** Opening Records shown block **

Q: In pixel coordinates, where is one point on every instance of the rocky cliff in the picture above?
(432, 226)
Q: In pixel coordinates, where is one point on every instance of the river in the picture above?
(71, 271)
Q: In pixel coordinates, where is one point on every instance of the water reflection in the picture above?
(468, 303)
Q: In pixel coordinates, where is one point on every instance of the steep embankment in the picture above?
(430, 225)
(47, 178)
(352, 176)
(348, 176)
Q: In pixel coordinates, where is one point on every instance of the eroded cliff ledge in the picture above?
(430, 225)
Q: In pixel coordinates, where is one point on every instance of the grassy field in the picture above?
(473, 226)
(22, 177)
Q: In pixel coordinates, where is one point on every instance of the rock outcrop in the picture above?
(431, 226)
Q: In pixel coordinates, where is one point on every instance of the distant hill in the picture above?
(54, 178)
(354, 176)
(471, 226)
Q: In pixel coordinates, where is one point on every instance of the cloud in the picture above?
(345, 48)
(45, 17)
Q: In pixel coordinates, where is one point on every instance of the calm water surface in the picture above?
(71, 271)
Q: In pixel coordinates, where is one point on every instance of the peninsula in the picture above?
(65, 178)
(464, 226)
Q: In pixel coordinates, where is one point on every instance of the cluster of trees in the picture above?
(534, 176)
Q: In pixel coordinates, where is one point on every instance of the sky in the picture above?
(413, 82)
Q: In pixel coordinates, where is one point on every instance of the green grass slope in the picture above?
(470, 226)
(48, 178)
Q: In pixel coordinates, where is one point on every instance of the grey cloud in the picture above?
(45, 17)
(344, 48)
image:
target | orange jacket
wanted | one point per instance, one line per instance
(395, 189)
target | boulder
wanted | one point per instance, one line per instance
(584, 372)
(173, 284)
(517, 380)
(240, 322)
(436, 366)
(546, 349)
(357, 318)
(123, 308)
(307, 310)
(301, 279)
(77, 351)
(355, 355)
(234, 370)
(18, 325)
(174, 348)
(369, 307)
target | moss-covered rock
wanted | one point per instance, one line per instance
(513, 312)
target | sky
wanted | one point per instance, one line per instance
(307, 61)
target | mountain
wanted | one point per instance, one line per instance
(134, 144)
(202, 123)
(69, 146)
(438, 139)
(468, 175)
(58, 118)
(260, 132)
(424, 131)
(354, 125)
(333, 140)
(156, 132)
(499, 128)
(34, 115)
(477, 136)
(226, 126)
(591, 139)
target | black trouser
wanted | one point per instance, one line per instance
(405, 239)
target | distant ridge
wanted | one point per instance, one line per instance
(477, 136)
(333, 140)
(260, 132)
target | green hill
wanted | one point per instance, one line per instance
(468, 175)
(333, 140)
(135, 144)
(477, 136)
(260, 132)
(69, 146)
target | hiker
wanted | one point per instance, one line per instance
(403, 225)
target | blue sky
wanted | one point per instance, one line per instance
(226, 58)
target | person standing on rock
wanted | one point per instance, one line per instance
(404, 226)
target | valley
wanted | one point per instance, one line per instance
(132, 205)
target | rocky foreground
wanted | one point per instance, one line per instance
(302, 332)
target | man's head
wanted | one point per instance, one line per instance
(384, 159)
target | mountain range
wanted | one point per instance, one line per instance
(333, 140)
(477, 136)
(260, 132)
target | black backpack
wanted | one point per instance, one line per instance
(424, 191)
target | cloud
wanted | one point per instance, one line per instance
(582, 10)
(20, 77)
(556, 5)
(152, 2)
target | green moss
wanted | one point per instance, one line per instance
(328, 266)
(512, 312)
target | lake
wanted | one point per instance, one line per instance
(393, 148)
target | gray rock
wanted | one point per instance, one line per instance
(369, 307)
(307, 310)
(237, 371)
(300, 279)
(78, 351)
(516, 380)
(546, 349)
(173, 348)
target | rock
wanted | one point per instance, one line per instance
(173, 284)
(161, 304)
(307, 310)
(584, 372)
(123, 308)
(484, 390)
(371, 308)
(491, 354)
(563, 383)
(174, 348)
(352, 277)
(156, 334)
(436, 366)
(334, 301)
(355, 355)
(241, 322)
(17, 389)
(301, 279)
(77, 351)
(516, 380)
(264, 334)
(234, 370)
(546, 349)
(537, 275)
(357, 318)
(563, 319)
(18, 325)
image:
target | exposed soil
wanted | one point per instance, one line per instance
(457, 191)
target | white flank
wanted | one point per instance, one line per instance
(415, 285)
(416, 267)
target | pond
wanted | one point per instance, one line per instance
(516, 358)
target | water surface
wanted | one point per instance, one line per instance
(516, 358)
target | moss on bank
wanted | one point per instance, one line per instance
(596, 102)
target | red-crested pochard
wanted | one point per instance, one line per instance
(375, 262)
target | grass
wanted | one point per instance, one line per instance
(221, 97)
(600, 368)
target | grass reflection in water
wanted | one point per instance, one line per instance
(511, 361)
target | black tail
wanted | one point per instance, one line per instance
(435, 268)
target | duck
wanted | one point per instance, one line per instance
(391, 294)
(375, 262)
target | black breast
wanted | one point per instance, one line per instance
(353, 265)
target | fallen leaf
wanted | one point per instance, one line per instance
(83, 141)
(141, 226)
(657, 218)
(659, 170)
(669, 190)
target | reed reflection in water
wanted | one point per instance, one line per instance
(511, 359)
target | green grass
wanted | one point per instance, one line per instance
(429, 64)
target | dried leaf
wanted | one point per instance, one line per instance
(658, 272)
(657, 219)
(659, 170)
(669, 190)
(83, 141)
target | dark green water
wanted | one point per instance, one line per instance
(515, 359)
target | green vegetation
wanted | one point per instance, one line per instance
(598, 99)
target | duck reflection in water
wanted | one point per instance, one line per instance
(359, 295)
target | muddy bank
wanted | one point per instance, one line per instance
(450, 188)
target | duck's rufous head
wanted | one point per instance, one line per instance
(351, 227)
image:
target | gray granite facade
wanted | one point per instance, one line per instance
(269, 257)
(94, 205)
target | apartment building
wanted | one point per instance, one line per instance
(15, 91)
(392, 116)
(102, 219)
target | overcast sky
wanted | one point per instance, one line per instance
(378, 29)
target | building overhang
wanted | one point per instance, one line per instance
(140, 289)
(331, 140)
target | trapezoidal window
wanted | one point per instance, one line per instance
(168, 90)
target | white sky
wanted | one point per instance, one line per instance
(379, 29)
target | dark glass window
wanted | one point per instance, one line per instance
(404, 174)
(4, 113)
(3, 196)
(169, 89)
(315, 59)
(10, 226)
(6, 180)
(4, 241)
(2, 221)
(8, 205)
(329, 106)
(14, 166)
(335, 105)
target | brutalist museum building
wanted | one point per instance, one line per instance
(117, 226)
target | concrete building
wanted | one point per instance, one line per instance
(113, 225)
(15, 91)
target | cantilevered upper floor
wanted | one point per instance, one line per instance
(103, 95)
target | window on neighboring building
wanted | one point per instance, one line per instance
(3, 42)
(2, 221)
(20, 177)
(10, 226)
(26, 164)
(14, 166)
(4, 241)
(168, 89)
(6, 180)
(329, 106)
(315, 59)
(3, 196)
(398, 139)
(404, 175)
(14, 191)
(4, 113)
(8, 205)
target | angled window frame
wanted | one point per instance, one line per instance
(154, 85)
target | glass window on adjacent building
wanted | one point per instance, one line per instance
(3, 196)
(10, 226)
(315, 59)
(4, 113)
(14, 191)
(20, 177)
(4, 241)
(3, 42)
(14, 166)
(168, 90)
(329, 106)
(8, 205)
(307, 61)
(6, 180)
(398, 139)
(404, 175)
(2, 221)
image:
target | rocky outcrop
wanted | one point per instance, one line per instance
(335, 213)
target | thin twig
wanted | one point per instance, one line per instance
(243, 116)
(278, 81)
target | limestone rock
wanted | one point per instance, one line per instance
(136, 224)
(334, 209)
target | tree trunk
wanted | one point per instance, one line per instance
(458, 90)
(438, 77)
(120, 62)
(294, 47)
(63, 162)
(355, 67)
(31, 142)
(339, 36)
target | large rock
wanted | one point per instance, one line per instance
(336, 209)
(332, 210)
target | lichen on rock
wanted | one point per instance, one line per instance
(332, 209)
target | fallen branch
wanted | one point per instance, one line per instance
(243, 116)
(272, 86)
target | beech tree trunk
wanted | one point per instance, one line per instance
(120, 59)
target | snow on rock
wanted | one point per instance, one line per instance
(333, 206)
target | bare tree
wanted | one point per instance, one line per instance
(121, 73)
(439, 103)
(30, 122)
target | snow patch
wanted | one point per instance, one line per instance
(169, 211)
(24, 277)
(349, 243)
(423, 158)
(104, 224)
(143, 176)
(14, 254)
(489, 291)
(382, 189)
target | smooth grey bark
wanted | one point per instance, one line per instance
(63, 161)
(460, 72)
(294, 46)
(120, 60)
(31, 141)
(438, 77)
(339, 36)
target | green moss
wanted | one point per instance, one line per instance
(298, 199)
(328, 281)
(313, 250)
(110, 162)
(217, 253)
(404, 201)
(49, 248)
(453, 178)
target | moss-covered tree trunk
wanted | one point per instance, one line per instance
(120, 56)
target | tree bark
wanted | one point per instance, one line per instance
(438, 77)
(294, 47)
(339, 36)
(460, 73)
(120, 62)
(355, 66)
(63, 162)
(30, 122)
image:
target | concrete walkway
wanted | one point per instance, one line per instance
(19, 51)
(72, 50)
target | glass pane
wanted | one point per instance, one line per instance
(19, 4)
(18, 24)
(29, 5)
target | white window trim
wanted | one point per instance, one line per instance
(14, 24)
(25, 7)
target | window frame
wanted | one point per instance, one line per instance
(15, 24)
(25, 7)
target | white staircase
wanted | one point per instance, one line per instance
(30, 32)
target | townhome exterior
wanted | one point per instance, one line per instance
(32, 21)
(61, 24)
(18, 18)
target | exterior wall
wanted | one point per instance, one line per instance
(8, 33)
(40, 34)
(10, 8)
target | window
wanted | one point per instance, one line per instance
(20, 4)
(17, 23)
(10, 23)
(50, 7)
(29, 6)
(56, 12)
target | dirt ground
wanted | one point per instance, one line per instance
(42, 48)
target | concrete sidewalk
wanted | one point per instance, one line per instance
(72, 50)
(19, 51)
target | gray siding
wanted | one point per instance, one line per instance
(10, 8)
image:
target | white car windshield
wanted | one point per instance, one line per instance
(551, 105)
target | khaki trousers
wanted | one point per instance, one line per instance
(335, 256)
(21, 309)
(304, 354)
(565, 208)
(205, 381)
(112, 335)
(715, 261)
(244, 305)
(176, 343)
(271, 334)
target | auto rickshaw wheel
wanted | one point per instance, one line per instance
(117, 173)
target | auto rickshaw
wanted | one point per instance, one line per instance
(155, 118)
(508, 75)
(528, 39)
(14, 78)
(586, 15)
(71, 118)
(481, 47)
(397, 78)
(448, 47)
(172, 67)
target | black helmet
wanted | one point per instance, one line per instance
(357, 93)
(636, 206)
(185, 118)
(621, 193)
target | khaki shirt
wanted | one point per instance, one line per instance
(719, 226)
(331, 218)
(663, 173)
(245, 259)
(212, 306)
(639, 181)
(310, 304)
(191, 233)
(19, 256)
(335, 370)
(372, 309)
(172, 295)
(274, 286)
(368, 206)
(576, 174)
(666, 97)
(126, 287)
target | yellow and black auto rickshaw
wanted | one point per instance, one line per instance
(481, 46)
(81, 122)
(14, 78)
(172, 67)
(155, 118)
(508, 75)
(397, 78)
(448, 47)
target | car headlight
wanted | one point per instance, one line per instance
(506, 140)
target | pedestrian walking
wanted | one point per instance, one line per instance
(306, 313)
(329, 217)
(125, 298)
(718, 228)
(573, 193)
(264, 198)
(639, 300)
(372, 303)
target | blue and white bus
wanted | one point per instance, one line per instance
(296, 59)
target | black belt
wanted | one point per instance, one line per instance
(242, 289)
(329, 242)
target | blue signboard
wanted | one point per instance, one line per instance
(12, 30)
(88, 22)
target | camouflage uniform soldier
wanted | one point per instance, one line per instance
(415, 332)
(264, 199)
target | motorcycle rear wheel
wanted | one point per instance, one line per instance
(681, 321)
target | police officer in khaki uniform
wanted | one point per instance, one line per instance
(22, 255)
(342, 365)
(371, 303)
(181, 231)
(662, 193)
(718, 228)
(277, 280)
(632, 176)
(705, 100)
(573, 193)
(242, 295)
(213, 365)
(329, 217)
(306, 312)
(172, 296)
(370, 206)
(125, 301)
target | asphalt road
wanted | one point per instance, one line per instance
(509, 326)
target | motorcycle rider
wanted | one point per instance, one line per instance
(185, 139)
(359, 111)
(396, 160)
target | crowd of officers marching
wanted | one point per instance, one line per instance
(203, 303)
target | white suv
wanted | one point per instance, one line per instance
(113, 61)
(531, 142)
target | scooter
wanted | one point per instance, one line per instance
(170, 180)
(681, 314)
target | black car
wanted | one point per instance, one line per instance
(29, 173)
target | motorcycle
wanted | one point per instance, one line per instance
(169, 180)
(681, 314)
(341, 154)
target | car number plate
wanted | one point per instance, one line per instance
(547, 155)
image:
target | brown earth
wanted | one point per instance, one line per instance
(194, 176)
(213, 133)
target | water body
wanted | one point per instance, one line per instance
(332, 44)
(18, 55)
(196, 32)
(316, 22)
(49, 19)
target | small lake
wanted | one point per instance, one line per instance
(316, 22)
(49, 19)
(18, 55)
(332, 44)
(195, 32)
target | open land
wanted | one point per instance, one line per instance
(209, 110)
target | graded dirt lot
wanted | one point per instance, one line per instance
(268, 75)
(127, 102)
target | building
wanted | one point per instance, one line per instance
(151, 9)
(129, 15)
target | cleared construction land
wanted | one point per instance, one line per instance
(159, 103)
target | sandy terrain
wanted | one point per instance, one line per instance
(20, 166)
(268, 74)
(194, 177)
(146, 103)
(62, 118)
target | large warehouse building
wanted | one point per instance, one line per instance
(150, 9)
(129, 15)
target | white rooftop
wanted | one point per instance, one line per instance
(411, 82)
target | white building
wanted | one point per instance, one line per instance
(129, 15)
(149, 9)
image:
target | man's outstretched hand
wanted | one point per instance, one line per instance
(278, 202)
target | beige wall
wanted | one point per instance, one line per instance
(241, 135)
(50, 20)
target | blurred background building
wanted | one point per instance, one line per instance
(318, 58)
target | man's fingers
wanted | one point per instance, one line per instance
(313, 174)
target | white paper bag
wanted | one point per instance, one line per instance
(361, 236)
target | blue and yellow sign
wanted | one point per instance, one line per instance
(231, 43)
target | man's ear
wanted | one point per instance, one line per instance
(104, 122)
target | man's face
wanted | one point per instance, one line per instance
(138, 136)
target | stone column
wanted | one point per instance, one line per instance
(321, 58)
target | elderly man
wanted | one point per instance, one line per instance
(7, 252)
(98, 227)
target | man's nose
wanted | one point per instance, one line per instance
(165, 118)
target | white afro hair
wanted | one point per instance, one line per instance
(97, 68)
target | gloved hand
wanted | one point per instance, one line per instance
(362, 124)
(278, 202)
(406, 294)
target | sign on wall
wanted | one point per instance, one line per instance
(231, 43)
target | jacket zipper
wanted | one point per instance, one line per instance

** Closing Records shown block **

In the data above, how many lines contain the string "gray"? Answer with the number only.

▸ Task solution:
3